§ Kısa görev 1: Orhan Pamuk hakkındaki metne göre Pamuk, 19 Şubat 2015 tarihinde hangi Alman gazetesine söyleşi vermiştir?

Son çıkan romanı "Kafamda bir tuhaflık" için Türkiye'de müesses nizamının alameti farikası olan, seçkin beyaz Türklerin çok satan gazetesi Hürriyet'e söyleşi veren Orhan Pamuk'a nihayet beklediği soru yöneltiliyordu. "Neden Gezi krizi romanında yer almamıştı?"
"Böyle bir soru bekliyordum" diyerek neden romanında Gezi krizinin olmadığını gerekçelendirmeye çalışıyor, "Düşünce özgürlüğünü savunabilmek için romanıma Gezi'yi koymama gerek yok" demek zorunda kalıyor, ardından da kendisinden beklenen cümleyi en nihayetinde ağzından çıkarıyor Pamuk: Türkiye'de düşünce özgürlüğü ne yazık ki çok kötü vaziyette." (08.12.2014, Hürriyet.)
Düne kadar AK Parti'ye kendi mahallesinden kovulma pahasına destek vermiş, 12 yıllık demokratik dönüşümü övmüş, ama en önemlisi de Nobel almış dünya çağındaki Türk bir edebiyatçının ağzından bu cümleleri alabilmek gerçekten çok önemlidir. 19 Şubat 2015 tarihinde ise Alman Die Zeit'a bir söyleşi veren Orhan Pamuk'un sözleri ise şu başlıkla öne çıkıyor: "Türkiye'de popülist, hoşgörüsüz bir demokrasi var."

§ Sağlanan veriler:

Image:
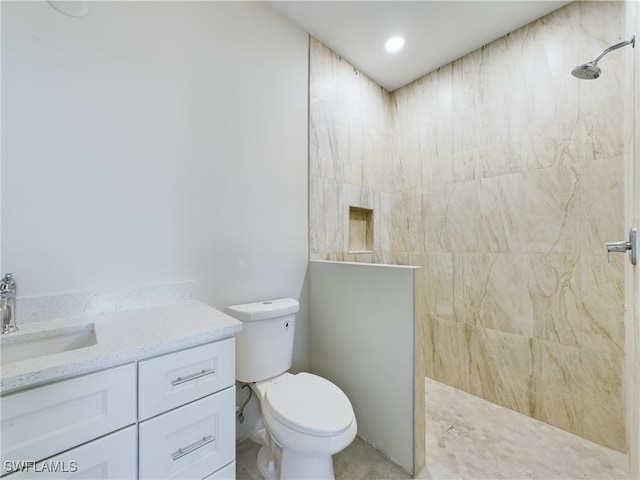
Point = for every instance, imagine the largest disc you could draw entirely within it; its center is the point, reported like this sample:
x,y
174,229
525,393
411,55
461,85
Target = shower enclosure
x,y
503,177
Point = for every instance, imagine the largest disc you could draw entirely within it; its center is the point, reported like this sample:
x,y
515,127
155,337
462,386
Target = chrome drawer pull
x,y
190,448
193,376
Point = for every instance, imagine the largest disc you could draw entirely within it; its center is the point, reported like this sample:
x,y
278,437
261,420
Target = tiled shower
x,y
502,176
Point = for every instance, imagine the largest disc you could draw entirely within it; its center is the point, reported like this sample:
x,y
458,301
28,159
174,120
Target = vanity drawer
x,y
110,457
174,379
43,421
191,441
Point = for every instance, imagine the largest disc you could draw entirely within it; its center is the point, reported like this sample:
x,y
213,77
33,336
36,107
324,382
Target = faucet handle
x,y
8,284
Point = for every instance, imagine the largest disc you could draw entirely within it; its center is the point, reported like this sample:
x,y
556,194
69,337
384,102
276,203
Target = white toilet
x,y
308,419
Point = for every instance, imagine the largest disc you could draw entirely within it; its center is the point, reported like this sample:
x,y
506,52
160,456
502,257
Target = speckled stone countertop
x,y
122,337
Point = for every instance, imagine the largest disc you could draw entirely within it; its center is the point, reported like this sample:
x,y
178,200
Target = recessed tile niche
x,y
360,230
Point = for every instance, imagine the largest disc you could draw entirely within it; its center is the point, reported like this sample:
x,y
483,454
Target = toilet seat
x,y
309,404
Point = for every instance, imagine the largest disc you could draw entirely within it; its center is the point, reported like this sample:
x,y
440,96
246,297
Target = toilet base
x,y
300,467
268,464
287,465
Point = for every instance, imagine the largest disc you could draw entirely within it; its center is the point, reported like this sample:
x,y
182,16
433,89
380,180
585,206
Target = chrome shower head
x,y
588,71
591,70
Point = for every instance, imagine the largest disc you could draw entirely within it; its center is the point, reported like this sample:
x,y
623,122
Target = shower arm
x,y
615,47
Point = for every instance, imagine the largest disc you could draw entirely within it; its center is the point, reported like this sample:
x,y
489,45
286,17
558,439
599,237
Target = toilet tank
x,y
264,346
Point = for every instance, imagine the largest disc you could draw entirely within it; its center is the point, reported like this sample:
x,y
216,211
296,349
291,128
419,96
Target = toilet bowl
x,y
307,418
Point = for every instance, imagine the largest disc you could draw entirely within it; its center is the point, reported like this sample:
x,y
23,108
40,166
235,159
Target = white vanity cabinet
x,y
171,416
40,422
110,457
187,413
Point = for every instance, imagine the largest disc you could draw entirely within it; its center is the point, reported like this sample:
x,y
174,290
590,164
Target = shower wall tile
x,y
502,176
502,368
549,220
587,400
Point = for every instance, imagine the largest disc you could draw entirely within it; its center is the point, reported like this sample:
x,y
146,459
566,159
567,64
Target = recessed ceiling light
x,y
394,44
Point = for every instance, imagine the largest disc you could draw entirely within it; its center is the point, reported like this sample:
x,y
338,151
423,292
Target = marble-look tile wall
x,y
501,175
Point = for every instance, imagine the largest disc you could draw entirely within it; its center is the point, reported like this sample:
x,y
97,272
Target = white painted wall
x,y
151,142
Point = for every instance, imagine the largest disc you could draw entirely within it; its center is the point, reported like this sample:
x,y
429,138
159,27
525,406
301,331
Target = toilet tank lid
x,y
251,312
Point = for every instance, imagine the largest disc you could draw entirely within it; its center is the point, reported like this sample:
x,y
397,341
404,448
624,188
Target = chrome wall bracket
x,y
623,246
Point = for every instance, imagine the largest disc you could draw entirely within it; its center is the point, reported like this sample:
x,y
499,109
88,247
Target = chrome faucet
x,y
8,303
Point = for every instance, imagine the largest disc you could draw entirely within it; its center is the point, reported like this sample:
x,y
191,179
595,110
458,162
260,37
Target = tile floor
x,y
470,438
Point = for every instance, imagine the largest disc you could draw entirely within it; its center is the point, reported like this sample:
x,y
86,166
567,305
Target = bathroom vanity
x,y
146,393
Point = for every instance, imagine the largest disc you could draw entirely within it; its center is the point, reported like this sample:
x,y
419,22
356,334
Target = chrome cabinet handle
x,y
624,246
181,452
193,376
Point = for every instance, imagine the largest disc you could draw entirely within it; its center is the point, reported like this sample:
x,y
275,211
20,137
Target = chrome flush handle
x,y
623,246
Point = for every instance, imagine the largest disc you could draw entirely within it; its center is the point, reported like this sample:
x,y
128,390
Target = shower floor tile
x,y
472,439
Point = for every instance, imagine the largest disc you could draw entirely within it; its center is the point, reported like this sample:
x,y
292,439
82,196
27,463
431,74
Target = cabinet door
x,y
192,441
43,421
110,457
177,378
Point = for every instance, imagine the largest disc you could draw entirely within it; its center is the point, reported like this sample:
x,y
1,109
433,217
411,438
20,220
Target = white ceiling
x,y
436,32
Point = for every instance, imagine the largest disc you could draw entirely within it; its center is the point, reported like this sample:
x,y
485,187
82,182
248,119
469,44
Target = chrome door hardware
x,y
623,246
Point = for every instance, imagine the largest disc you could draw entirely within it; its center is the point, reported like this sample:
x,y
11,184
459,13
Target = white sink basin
x,y
18,346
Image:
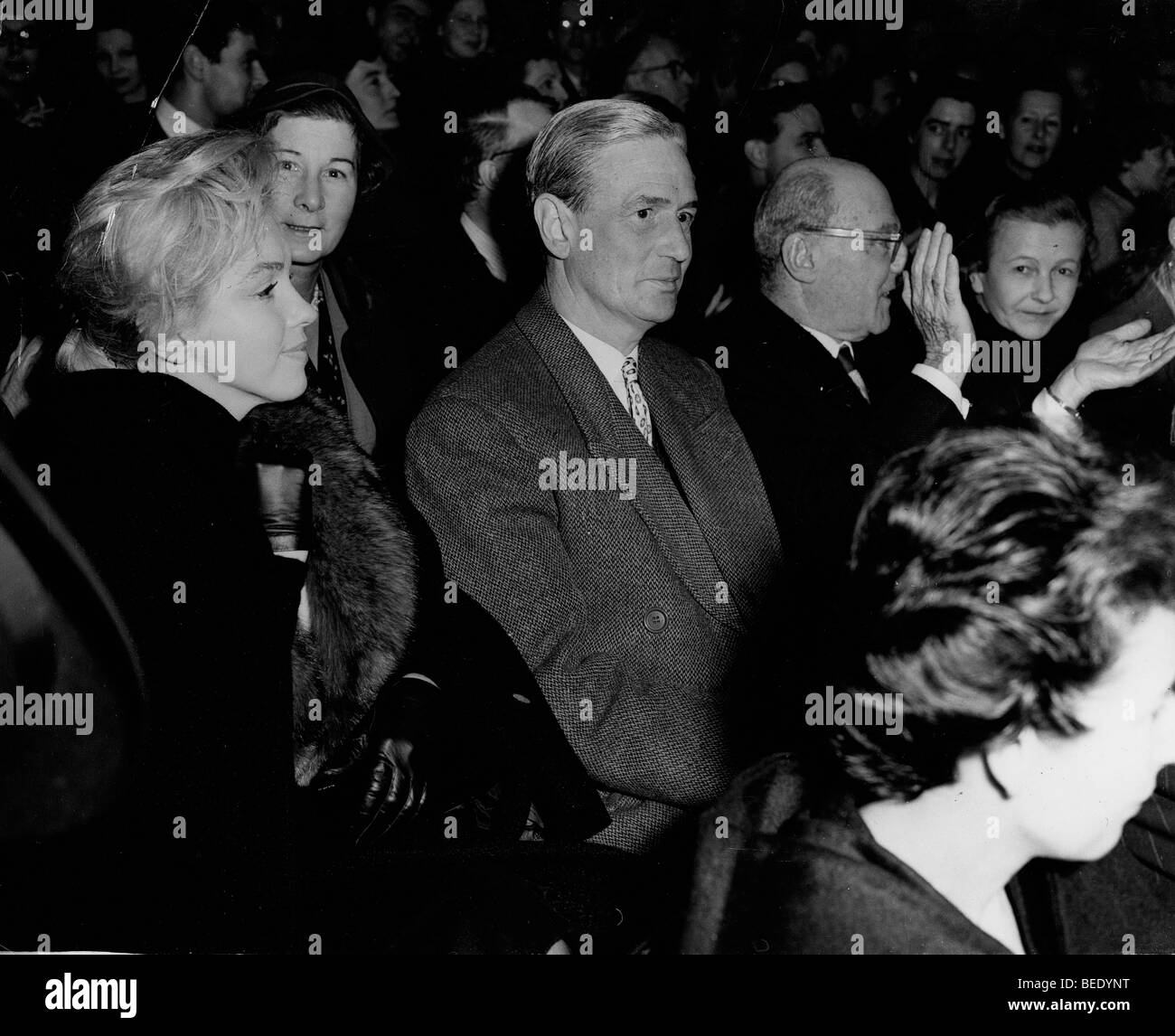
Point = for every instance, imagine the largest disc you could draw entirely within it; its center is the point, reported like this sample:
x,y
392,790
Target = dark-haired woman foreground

§ Kısa görev 2: Kayıtlarda "vanity" sözcüğünü içeren satırları say ve yalnızca bu sayıyı yaz.

§ Çıktı 1: Die Zeit

§ Çıktı 2: 3